▸ Task to carry out: Print the material verbatim, starting at the line containing "Here is your" and ending at the line containing "left=219, top=251, right=515, bottom=370", both included. Leave the pictures out of your answer.

>> START Records for processing

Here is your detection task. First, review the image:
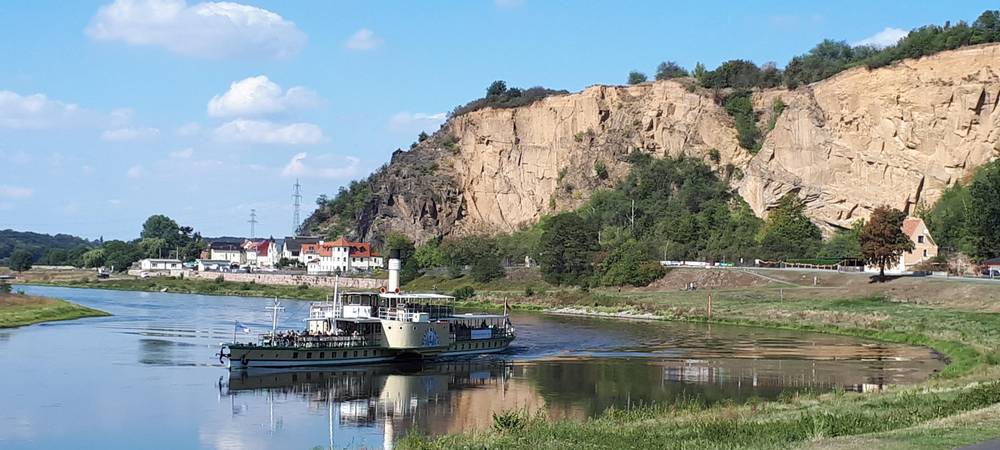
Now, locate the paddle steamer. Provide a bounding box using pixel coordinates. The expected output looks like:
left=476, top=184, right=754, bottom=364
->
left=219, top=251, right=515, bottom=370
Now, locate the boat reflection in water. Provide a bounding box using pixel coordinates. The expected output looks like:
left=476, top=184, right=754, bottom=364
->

>> END Records for processing
>> START Records for processing

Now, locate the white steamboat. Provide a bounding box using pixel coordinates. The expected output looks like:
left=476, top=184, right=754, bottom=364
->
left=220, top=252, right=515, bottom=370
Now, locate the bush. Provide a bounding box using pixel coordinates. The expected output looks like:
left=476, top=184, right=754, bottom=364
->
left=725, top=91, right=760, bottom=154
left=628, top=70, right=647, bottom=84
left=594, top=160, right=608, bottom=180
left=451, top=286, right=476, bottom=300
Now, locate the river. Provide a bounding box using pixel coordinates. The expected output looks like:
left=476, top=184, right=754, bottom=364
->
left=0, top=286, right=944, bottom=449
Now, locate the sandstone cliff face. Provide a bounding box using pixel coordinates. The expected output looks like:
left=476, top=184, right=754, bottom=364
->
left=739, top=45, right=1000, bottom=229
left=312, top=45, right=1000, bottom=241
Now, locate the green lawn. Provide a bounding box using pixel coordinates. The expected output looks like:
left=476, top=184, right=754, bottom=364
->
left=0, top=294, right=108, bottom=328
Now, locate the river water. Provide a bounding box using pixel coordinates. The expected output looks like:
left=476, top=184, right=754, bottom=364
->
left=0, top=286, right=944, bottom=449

>> END Records for processing

▸ Answer to the problem:
Here is your detection task. First, review the image:
Now, locate the paddle steamer. Provide a bounding box using pixel coordinates. The expected output looks like:
left=476, top=184, right=754, bottom=364
->
left=219, top=251, right=515, bottom=370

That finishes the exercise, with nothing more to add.